Given text:
The differentiation switch

The researchers were interested in understanding how the differentiation switch is flipped. They used a wide swath of experimental approaches to assess dynamic changes in the expression of thousands of genes and proteins at various stages of keratinocyte differentiation. They found that the maturing cells expressed increasing levels of genes and proteins involved in skin formation and decreasing levels of others associated with stem cell maintenance. Many of the proteins that decreased during differentiation bore small molecular tags that identify locations recognized by other proteins in the ubiquitin pathways — giving a hint that ubiquitination may be involved in the differentiation switch the researchers were seeking.

Disrupting the expression of more than 200 genes in the ubiquitin pathway during keratinocyte maturation highlighted two subpathways essential for proper differentiation: NEDDylation and SUMOylation. Hobbling the NEDDylation pathway supercharged differentiation, while blocking SUMOylation prevented differentiation. Similar results were obtained when the pathways were blocked pharmacologically with existing drugs in both human keratinocytes grown in the laboratory and in human skin organoids — three-dimensional sheets of tissue about the size of a quarter that mimic the multicellular structure of human skin.

Task description:
Reproduce the differentiation switch text, starting at "Disrupting the expression" and ending at "of human skin.", with "chemically" substituted for "pharmacologically".

Dataset extract:
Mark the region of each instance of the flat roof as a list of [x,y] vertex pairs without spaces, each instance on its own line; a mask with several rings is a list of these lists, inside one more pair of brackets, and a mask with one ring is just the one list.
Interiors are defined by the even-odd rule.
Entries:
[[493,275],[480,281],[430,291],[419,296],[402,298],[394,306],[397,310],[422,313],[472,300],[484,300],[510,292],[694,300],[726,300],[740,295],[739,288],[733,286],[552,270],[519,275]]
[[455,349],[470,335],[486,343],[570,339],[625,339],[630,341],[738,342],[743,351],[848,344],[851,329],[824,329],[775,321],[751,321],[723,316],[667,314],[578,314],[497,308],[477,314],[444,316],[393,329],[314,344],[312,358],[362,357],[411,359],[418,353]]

...

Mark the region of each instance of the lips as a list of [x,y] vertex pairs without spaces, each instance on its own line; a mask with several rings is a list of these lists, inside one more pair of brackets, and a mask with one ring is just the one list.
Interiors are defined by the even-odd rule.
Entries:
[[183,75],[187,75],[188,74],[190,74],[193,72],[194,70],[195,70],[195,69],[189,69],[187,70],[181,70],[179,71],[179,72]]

Completed exercise:
Disrupting the expression of more than 200 genes in the ubiquitin pathway during keratinocyte maturation highlighted two subpathways essential for proper differentiation: NEDDylation and SUMOylation. Hobbling the NEDDylation pathway supercharged differentiation, while blocking SUMOylation prevented differentiation. Similar results were obtained when the pathways were blocked chemically with existing drugs in both human keratinocytes grown in the laboratory and in human skin organoids — three-dimensional sheets of tissue about the size of a quarter that mimic the multicellular structure of human skin.